== Your instructions ==
Identify each line in the material below that contains the string "rubble", and copy those lines. Case counts.

Data drawn from a collection:
*-*-*
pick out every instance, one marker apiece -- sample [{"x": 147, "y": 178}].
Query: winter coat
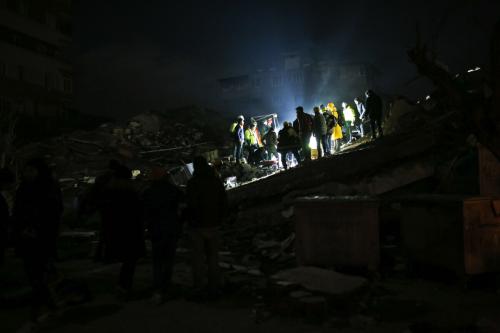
[
  {"x": 374, "y": 106},
  {"x": 337, "y": 130},
  {"x": 319, "y": 124},
  {"x": 251, "y": 137},
  {"x": 271, "y": 138},
  {"x": 239, "y": 135},
  {"x": 206, "y": 199},
  {"x": 303, "y": 124}
]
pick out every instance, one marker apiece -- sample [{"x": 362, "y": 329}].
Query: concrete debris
[
  {"x": 321, "y": 280},
  {"x": 148, "y": 139}
]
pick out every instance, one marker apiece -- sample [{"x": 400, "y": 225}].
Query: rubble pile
[{"x": 145, "y": 140}]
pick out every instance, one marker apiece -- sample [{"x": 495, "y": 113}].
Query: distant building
[
  {"x": 36, "y": 76},
  {"x": 296, "y": 82}
]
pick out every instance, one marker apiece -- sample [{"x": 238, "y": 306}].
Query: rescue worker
[
  {"x": 162, "y": 201},
  {"x": 239, "y": 140},
  {"x": 232, "y": 130},
  {"x": 361, "y": 111},
  {"x": 271, "y": 141},
  {"x": 337, "y": 129},
  {"x": 350, "y": 118},
  {"x": 288, "y": 142},
  {"x": 320, "y": 131},
  {"x": 304, "y": 126},
  {"x": 374, "y": 112},
  {"x": 329, "y": 129},
  {"x": 252, "y": 144}
]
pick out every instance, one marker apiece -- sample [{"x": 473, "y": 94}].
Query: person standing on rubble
[
  {"x": 239, "y": 140},
  {"x": 252, "y": 144},
  {"x": 288, "y": 142},
  {"x": 361, "y": 111},
  {"x": 337, "y": 128},
  {"x": 37, "y": 212},
  {"x": 304, "y": 126},
  {"x": 162, "y": 201},
  {"x": 123, "y": 231},
  {"x": 271, "y": 142},
  {"x": 320, "y": 131},
  {"x": 233, "y": 132},
  {"x": 350, "y": 118},
  {"x": 374, "y": 112},
  {"x": 206, "y": 210},
  {"x": 329, "y": 127}
]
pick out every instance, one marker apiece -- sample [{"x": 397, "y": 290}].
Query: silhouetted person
[
  {"x": 123, "y": 231},
  {"x": 161, "y": 211},
  {"x": 288, "y": 142},
  {"x": 239, "y": 139},
  {"x": 373, "y": 107},
  {"x": 37, "y": 212},
  {"x": 303, "y": 125},
  {"x": 320, "y": 131},
  {"x": 207, "y": 206},
  {"x": 92, "y": 198},
  {"x": 7, "y": 178}
]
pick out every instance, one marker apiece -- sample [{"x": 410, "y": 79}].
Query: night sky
[{"x": 132, "y": 56}]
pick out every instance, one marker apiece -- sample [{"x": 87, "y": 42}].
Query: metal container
[
  {"x": 337, "y": 231},
  {"x": 454, "y": 233},
  {"x": 489, "y": 173}
]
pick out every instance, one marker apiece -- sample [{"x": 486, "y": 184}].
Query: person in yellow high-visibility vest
[
  {"x": 350, "y": 117},
  {"x": 337, "y": 129}
]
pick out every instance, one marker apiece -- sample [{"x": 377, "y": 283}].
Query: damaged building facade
[
  {"x": 298, "y": 80},
  {"x": 36, "y": 75}
]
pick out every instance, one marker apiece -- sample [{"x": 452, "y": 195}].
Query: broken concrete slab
[{"x": 321, "y": 280}]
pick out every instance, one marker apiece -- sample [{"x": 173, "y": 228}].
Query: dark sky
[{"x": 133, "y": 56}]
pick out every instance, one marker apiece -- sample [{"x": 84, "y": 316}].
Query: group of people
[
  {"x": 329, "y": 126},
  {"x": 126, "y": 212}
]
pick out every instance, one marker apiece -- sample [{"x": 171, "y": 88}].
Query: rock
[
  {"x": 361, "y": 322},
  {"x": 322, "y": 280}
]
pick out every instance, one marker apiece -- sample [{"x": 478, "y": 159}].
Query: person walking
[
  {"x": 123, "y": 230},
  {"x": 320, "y": 131},
  {"x": 374, "y": 112},
  {"x": 349, "y": 117},
  {"x": 37, "y": 213},
  {"x": 288, "y": 142},
  {"x": 162, "y": 201},
  {"x": 206, "y": 210},
  {"x": 303, "y": 125}
]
*-*-*
== Solution to this exercise ==
Query: rubble pile
Query: person standing on rubble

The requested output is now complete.